▸ WHAT IS BEING ASKED
Below are the records. State how many of their lines contain "paper", with nothing else.

(Dataset items)
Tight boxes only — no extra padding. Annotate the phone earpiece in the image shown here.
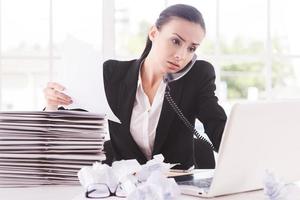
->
[163,54,197,83]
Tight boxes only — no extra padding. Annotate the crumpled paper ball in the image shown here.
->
[77,154,181,199]
[77,162,118,189]
[112,159,141,182]
[127,170,181,200]
[263,170,300,200]
[137,154,172,182]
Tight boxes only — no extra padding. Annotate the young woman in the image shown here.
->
[44,4,227,170]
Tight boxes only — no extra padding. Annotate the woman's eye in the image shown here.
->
[188,46,196,52]
[171,38,181,46]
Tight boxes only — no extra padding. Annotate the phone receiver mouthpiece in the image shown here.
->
[163,54,197,83]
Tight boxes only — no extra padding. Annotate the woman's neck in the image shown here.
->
[140,56,164,105]
[141,56,163,87]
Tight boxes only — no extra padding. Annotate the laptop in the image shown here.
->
[175,100,300,197]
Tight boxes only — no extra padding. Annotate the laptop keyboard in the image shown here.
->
[176,177,213,188]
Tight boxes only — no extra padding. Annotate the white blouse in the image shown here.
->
[129,68,166,160]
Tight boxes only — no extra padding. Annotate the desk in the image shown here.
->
[1,175,299,200]
[0,185,284,200]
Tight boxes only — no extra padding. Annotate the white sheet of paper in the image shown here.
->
[56,36,120,123]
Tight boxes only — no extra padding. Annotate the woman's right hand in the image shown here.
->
[43,82,73,111]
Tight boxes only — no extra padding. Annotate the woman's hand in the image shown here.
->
[43,82,73,111]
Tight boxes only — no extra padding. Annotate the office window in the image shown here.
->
[272,58,300,98]
[113,0,300,108]
[0,0,49,111]
[271,1,300,55]
[52,0,102,55]
[1,0,300,111]
[270,0,300,98]
[114,0,165,59]
[1,0,49,57]
[0,0,103,110]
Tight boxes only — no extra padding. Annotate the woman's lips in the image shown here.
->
[167,61,180,69]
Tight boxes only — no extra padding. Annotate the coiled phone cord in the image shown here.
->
[165,84,216,152]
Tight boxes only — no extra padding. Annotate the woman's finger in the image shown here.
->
[47,82,65,91]
[47,99,71,106]
[52,90,72,101]
[44,87,72,101]
[47,95,72,105]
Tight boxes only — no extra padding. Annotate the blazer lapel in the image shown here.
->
[117,59,147,160]
[152,81,184,155]
[118,59,140,125]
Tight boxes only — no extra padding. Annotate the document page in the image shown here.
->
[56,36,120,123]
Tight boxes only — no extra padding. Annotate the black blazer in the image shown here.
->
[103,59,227,169]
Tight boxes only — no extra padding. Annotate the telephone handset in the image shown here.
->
[163,54,197,83]
[163,54,215,152]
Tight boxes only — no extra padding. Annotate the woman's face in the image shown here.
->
[149,17,205,74]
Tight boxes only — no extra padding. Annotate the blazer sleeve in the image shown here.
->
[194,61,227,152]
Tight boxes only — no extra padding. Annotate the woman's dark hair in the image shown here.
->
[140,4,206,59]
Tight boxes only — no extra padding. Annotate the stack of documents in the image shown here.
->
[0,110,106,187]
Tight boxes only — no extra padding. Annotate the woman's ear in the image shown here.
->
[148,25,159,42]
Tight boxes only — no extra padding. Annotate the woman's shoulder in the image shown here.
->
[103,59,137,70]
[191,60,216,77]
[103,59,138,76]
[182,60,217,90]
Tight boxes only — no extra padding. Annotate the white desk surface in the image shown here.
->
[1,169,299,200]
[0,185,273,200]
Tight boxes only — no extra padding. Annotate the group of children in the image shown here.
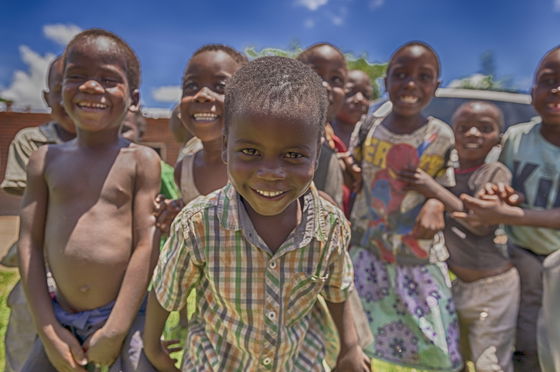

▸ COMPLETED EXERCISE
2